(Task statement) Render every one of the following lines as a Markdown table with two columns, Number and Text, giving each line its row number. Omit blank lines and leave the pictures out.

BEGIN Supplied records

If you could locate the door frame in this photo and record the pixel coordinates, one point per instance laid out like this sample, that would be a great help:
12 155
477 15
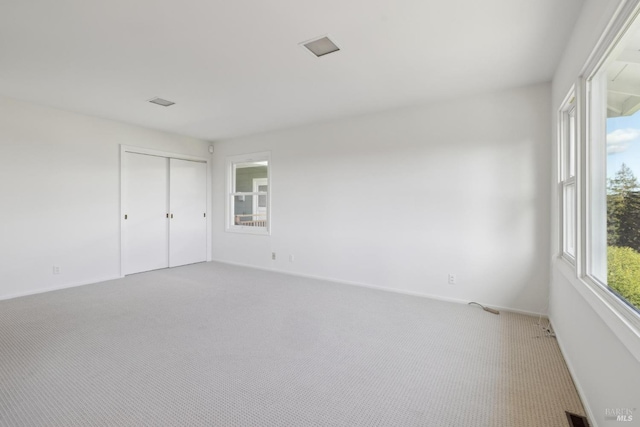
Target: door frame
169 155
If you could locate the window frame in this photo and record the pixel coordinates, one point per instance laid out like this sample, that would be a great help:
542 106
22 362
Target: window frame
230 193
606 303
568 137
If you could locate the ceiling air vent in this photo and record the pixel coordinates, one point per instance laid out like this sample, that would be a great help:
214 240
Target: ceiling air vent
320 47
161 101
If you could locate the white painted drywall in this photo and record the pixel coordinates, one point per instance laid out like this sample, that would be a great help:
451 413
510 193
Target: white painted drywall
605 370
398 200
60 194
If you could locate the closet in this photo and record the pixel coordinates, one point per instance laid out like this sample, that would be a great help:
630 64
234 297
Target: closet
164 212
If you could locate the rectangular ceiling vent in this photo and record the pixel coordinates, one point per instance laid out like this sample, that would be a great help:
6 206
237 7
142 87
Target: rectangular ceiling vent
161 101
321 46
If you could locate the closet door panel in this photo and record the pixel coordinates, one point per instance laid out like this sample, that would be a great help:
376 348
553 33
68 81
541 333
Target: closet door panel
146 231
188 201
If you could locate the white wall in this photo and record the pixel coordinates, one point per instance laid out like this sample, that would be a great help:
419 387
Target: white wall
597 346
60 194
398 200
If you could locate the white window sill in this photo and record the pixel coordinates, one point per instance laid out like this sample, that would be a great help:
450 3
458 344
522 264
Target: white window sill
622 321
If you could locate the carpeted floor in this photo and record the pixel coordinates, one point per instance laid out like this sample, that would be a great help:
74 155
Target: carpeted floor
218 345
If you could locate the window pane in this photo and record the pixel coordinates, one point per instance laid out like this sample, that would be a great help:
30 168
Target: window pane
571 142
248 200
615 192
569 226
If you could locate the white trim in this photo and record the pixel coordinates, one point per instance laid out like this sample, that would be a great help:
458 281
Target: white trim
169 155
58 287
581 393
597 300
380 288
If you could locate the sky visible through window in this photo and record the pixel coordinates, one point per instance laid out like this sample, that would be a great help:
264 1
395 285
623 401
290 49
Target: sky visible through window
623 144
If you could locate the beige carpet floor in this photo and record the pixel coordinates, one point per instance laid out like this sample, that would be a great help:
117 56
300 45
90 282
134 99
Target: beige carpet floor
218 345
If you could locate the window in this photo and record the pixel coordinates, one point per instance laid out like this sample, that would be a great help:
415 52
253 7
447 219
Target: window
567 174
248 193
614 168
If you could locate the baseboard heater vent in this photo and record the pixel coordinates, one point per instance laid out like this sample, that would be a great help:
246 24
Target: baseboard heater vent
576 420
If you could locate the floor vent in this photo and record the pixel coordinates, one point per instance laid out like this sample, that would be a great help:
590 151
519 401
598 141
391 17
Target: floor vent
576 420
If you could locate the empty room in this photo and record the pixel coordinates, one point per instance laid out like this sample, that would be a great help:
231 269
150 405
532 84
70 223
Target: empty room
287 213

END Supplied records

(Solution below)
| Number | Text |
|---|---|
| 1 | If you could locate the door frame in this photo and record the pixel coordinates, one point per instance laid out like this sample, that would be a great help: |
| 2 | 12 155 |
| 3 | 477 15 |
| 4 | Target: door frame |
| 5 | 169 155 |
| 6 | If you could locate the window frame in this photo and record the pixel coordinates, one point per instance laid out like this sample, that would be a great help: |
| 7 | 542 106 |
| 8 | 22 362 |
| 9 | Target: window frame |
| 10 | 230 193 |
| 11 | 606 303 |
| 12 | 568 137 |
| 13 | If you could locate the ceiling air vent in this photo and record the pixel coordinates, one point per instance laid out like this sample, that would be a great help: |
| 14 | 214 240 |
| 15 | Target: ceiling air vent |
| 16 | 320 47 |
| 17 | 161 101 |
| 18 | If you could locate the white painted drywall in this photo and record the pixel coordinates, one point per instance laid out like this sample, that would be a great help: |
| 19 | 451 413 |
| 20 | 510 193 |
| 21 | Target: white painted drywall |
| 22 | 605 370 |
| 23 | 398 200 |
| 24 | 60 194 |
| 25 | If you could locate the closet in this photo and record the pixel coordinates, one point per instance laid out like this sample, that would be a great help: |
| 26 | 630 64 |
| 27 | 234 297 |
| 28 | Target: closet |
| 29 | 164 212 |
| 30 | If you could locate the rectangular ceiling vent in this photo and record the pixel coordinates, one point per instance laid out like this sample, that would be a great help: |
| 31 | 6 206 |
| 32 | 237 7 |
| 33 | 142 87 |
| 34 | Target: rectangular ceiling vent |
| 35 | 161 101 |
| 36 | 321 46 |
| 37 | If you could locate the closet door panel in this photo and record the pixel coordinates, one point per instance laid out like this sample, that would be a great help: |
| 38 | 376 348 |
| 39 | 553 33 |
| 40 | 68 81 |
| 41 | 541 333 |
| 42 | Target: closet door panel |
| 43 | 146 231 |
| 44 | 188 201 |
| 45 | If you could locate the white wall in this photo and record the pixel coordinates, one point per instance laid out like this sample, that would be a great help: |
| 46 | 419 387 |
| 47 | Target: white wall |
| 48 | 597 346 |
| 49 | 60 194 |
| 50 | 398 200 |
| 51 | If you could locate the white window sill in this photo and record the pixel coordinates, one point per instance laid out like this sample, that would be a great help: |
| 52 | 450 3 |
| 53 | 458 344 |
| 54 | 522 264 |
| 55 | Target: white window sill |
| 56 | 622 321 |
| 57 | If you could locate the carpeted floor in this photo and record the pixel coordinates, one point per instance laid out like this sample, that would be a great help: |
| 58 | 74 155 |
| 59 | Target: carpeted floor |
| 60 | 218 345 |
| 61 | If you could locate the window pane in this photo and record the pixel coordinates, one point per instance laid out like this sample, that would be a great help: |
| 62 | 30 168 |
| 63 | Target: window pane |
| 64 | 571 142 |
| 65 | 248 200 |
| 66 | 615 192 |
| 67 | 569 226 |
| 68 | If you could locate the white trim in this photo and record the pixel coordinates, one point per instance laid out like this sample, that would be a great help: |
| 69 | 458 281 |
| 70 | Target: white trim |
| 71 | 169 155 |
| 72 | 58 287 |
| 73 | 581 393 |
| 74 | 597 300 |
| 75 | 380 288 |
| 76 | If you could locate the sky visible through window in this photo and record the pixel coordinates, one point per instance laid out like this sample, that would be a great help: |
| 77 | 264 1 |
| 78 | 395 285 |
| 79 | 623 401 |
| 80 | 290 49 |
| 81 | Target: sky visible through window |
| 82 | 623 144 |
| 83 | If you could locate the beige carpet floor in this photo and record the pixel coordinates, one point per instance laid out like this sample, that would be a great help: |
| 84 | 117 56 |
| 85 | 300 45 |
| 86 | 90 282 |
| 87 | 134 99 |
| 88 | Target: beige carpet floor |
| 89 | 218 345 |
| 90 | If you could locate the window in this photo and record the pixel coordinates, one point per instance laid out like this sample, that would be a great help: |
| 91 | 415 52 |
| 92 | 253 7 |
| 93 | 447 219 |
| 94 | Target: window |
| 95 | 567 174 |
| 96 | 248 193 |
| 97 | 614 168 |
| 98 | If you could locate the baseboard heater vent in this photo and record the pixel coordinates, one point per instance laid out like this sample, that would be a great help: |
| 99 | 246 24 |
| 100 | Target: baseboard heater vent |
| 101 | 576 420 |
| 102 | If you could locate the floor vent in this photo and record the pixel coordinates, one point per instance laid out like this sample, that would be a great help: |
| 103 | 590 151 |
| 104 | 519 401 |
| 105 | 598 141 |
| 106 | 391 17 |
| 107 | Target: floor vent |
| 108 | 576 420 |
| 109 | If you could locate the empty room in this photo and record the pixel coordinates, one point per instance laid out like this sample, that would be a great help: |
| 110 | 231 269 |
| 111 | 150 405 |
| 112 | 532 84 |
| 113 | 70 223 |
| 114 | Target: empty room |
| 115 | 287 213 |